**The task**
Gather every line of the records below that contains the string "baseball".

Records
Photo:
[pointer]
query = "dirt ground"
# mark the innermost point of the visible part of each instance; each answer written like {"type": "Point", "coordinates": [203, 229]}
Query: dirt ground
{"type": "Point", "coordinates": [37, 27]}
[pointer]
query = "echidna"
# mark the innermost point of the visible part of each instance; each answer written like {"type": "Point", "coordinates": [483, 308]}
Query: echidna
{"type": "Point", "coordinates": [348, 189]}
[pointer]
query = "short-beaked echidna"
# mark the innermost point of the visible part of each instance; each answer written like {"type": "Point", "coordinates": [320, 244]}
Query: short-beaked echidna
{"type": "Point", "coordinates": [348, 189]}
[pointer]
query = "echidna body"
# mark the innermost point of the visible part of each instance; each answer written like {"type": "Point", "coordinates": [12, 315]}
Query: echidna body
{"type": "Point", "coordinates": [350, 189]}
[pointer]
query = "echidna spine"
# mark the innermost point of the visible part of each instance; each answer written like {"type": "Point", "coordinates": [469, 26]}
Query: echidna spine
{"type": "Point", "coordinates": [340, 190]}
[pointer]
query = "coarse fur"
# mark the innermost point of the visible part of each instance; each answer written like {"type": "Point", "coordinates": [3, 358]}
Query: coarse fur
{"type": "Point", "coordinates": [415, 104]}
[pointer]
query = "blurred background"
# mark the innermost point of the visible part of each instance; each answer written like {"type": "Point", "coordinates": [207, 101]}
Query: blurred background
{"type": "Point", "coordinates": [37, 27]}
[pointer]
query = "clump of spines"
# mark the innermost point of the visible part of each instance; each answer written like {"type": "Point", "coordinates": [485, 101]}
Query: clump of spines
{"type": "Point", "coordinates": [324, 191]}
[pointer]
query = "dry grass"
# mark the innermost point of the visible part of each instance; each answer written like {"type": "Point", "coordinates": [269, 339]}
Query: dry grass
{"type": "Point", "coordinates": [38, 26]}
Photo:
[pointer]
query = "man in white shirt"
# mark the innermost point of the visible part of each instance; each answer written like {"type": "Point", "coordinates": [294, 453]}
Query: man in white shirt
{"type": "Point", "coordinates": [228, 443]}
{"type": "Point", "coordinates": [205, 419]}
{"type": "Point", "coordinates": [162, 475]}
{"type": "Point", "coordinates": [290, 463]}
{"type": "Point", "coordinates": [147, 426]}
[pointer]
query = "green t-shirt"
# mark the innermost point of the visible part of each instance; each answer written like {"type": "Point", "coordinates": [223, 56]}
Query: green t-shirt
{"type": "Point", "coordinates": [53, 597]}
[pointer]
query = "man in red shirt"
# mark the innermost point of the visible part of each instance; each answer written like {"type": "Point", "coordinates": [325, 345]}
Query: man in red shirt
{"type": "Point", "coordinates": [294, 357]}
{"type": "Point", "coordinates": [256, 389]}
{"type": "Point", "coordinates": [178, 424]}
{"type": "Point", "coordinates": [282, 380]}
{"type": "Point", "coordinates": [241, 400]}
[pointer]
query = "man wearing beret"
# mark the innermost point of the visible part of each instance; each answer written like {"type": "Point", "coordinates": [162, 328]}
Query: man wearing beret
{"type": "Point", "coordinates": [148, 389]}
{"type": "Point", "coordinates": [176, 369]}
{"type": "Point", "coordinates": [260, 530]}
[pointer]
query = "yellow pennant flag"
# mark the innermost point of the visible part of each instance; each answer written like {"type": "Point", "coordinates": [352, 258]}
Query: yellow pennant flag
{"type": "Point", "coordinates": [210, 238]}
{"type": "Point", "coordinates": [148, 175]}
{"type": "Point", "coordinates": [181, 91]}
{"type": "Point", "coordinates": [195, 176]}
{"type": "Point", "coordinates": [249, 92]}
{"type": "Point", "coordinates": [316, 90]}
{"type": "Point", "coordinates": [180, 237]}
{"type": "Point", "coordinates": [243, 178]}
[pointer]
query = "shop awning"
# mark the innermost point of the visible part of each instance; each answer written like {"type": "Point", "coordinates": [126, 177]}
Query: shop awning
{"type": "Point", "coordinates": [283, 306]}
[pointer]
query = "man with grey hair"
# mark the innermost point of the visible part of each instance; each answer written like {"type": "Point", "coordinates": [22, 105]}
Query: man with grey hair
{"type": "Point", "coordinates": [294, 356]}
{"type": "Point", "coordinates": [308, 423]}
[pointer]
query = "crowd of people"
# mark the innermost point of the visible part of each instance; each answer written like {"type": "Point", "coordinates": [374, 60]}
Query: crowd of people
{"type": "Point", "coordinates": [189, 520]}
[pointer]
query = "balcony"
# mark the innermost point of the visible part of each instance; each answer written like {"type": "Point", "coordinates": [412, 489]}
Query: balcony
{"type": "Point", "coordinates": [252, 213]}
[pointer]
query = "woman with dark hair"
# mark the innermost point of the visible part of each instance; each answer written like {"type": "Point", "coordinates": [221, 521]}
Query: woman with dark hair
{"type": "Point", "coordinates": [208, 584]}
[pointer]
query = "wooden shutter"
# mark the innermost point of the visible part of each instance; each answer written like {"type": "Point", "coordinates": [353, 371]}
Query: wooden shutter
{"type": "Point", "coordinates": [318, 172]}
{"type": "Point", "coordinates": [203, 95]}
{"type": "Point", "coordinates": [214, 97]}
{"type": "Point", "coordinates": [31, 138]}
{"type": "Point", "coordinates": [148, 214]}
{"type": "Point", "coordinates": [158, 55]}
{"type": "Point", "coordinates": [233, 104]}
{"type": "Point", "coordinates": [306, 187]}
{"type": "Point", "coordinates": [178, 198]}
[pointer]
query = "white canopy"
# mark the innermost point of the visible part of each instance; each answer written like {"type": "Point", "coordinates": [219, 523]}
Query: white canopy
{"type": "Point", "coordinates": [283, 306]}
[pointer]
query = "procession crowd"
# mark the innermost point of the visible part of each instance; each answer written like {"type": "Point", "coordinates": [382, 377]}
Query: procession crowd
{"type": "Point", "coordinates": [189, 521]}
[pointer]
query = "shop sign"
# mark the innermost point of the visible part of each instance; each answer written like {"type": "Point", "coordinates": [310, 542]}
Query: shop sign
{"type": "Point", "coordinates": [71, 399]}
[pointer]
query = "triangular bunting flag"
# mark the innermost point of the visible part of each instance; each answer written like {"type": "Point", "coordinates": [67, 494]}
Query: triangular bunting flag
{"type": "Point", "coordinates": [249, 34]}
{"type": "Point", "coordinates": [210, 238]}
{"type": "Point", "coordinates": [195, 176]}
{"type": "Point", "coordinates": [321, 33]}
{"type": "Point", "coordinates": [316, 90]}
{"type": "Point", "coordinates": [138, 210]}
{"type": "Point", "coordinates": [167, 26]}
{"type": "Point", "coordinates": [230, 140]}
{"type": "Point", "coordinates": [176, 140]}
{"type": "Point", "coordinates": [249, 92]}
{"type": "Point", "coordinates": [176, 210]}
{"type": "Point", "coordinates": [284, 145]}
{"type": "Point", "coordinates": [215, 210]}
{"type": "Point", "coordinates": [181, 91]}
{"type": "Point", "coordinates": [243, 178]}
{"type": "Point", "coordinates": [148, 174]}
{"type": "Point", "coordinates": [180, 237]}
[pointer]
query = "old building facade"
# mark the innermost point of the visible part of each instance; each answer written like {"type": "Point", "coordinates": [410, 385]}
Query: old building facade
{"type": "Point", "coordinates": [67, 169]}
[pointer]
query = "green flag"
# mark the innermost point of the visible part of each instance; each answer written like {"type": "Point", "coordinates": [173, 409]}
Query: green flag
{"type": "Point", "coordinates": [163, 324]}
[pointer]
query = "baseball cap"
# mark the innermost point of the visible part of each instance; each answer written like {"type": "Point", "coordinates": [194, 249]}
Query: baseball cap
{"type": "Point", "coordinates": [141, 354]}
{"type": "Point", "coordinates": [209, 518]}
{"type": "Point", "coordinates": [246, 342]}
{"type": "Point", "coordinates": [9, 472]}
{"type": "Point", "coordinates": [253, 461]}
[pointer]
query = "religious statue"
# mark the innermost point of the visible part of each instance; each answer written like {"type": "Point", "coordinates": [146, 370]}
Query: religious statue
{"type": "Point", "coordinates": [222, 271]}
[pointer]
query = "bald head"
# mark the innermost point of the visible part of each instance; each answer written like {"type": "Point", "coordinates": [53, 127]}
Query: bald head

**Exercise output**
query = "baseball cap"
Query: baseball cap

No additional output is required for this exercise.